** Start Passage given **
Re: [PATCH v12 4/5] qcow2: add zoned emulation capability

All of lore.kernel.org
 help / color / mirror / Atom feed

From: Stefan Hajnoczi <stefanha@redhat.com>
To: Sam Li <faithilikerun@gmail.com>
Cc: qemu-devel@nongnu.org, "Michael S. Tsirkin" <mst@redhat.com>,
	Hanna Reitz <hreitz@redhat.com>, Kevin Wolf <kwolf@redhat.com>,
	cassel@kernel.org, dlemoal@kernel.org, qemu-block@nongnu.org,
	dmitry.fomichev@wdc.com, Markus Armbruster <armbru@redhat.com>,
	Pierrick Bouvier <pierrick.bouvier@oss.qualcomm.com>,
	Eric Blake <eblake@redhat.com>
Subject: Re: [PATCH v12 4/5] qcow2: add zoned emulation capability
Date: Mon, 29 Jun 2026 19:40:06 +0200	[thread overview]
Message-ID: <20260629174006.GA376767@fedora> (raw)
In-Reply-To: <20260623184830.373232-5-faithilikerun@gmail.com>

[-- Attachment #1: Type: text/plain, Size: 9074 bytes --]

On Tue, Jun 23, 2026 at 08:48:29PM +0200, Sam Li wrote:
> +/*
> + * Read/Write the new wp value for zone `index` through write pointe

pointe -> pointer

> +static int coroutine_fn
> +qcow2_co_zone_report(BlockDriverState *bs, int64_t offset,
> +                     unsigned int *nr_zones, BlockZoneDescriptor *zones)
** End Passage given **
** Start Material **
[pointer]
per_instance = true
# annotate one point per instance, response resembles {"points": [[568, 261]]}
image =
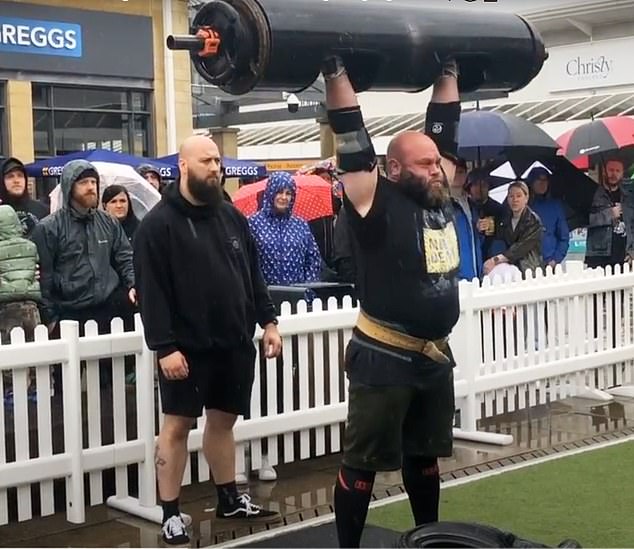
** End Material **
### Directions
1. In the qcow2 patch reply, what correction does the reviewer give for the word "pointe"?
2. Reproduce everything in the qcow2 patch reply from "pointe -> pointer" down to "int *nr_zones, BlockZoneDescriptor *zones)".
3. Name every parameter of the qcow2_co_zone_report function shown in the qcow2 patch reply.
The listing is separate material with no connection to the qcow2 patch reply.

### Set of answers
1. It should be "pointer."

2.
pointe -> pointer

> +static int coroutine_fn
> +qcow2_co_zone_report(BlockDriverState *bs, int64_t offset,
> +                     unsigned int *nr_zones, BlockZoneDescriptor *zones)

3. bs, offset, nr_zones, zones